• _Task instructions_: With the records below as input, work out how many lines include the word "pale". Give only the number.

• _Task material_:

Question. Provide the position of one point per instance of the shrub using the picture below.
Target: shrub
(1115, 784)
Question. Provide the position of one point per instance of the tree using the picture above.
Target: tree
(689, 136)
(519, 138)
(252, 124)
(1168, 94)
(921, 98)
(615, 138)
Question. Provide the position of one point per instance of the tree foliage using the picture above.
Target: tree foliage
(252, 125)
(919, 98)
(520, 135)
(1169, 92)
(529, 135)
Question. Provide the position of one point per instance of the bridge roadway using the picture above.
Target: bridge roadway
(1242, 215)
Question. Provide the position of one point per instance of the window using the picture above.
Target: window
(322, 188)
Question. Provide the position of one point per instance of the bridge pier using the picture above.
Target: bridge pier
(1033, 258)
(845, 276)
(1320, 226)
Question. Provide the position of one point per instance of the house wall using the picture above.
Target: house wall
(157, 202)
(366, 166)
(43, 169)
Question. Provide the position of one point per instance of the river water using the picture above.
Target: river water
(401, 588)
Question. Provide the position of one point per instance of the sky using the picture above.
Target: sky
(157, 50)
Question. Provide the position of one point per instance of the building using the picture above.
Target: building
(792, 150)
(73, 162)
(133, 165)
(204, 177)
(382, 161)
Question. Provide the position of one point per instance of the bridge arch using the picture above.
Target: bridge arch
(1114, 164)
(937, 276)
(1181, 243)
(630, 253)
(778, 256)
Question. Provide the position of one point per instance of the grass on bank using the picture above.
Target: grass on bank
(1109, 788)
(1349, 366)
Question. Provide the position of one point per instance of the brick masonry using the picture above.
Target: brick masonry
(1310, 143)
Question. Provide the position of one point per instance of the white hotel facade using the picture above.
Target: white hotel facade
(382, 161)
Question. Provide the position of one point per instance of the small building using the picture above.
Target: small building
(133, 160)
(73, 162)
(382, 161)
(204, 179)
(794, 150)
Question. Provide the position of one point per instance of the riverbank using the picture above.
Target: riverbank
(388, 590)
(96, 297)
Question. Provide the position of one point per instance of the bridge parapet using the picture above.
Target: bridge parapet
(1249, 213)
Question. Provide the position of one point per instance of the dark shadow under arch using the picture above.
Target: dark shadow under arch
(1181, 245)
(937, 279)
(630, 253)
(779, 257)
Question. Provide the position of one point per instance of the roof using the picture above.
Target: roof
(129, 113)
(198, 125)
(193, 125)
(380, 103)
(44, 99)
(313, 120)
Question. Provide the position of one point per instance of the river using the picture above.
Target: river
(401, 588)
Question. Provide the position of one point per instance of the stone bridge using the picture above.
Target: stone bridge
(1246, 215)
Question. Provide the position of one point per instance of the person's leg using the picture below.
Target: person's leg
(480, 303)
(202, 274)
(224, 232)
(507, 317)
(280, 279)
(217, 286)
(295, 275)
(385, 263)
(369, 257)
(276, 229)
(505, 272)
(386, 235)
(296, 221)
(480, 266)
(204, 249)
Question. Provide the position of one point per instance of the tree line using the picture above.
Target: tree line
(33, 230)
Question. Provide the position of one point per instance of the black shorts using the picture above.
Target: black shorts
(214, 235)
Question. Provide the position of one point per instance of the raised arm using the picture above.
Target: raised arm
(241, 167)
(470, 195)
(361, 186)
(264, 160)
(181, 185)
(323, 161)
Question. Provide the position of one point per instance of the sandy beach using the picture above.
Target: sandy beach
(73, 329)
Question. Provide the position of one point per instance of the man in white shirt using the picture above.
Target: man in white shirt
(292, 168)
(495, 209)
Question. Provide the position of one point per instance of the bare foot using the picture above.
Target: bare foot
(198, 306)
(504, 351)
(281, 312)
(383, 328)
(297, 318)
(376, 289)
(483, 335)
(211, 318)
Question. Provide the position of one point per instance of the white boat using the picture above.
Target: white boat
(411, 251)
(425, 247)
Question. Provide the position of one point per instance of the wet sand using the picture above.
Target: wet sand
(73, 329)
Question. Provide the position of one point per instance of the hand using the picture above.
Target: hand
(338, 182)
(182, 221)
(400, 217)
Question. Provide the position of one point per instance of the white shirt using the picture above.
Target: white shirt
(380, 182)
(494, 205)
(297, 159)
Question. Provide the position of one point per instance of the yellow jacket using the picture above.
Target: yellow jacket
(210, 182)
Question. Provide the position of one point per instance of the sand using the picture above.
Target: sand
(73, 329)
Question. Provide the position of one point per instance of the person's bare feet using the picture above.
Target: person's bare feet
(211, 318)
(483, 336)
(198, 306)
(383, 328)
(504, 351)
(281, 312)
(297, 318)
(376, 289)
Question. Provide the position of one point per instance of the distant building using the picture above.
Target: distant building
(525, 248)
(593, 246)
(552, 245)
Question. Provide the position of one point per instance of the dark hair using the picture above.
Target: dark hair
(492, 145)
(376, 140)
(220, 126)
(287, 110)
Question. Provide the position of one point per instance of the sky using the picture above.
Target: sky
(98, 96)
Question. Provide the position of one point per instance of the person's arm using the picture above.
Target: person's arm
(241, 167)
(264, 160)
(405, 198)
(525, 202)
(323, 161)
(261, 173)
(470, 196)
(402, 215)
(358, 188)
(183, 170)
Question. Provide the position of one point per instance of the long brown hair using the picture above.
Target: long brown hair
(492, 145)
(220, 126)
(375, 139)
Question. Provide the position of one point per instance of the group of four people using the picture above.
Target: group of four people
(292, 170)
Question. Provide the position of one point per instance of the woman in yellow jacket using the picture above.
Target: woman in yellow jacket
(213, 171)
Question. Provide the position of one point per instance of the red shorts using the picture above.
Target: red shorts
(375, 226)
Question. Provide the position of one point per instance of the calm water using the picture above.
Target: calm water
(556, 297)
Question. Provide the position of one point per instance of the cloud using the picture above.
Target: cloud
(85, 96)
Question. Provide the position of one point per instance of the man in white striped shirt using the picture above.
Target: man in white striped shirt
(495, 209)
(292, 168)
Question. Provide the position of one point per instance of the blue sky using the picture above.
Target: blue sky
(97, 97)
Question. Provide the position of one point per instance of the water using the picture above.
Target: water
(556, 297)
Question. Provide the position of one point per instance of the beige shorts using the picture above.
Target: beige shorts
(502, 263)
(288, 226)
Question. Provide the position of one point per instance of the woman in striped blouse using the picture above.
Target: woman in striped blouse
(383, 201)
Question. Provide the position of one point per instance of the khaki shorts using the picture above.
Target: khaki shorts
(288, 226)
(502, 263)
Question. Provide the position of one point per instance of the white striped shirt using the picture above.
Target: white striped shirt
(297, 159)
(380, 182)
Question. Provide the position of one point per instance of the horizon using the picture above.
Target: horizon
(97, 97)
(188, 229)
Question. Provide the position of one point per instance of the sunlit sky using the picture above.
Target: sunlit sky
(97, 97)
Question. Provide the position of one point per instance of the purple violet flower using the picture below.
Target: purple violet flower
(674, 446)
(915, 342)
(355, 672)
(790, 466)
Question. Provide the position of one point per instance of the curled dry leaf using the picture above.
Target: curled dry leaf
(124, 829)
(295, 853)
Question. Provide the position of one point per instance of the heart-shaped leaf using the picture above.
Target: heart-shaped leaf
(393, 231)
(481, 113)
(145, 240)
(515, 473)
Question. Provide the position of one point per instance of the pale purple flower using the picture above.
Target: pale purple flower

• _Exercise answer_: 2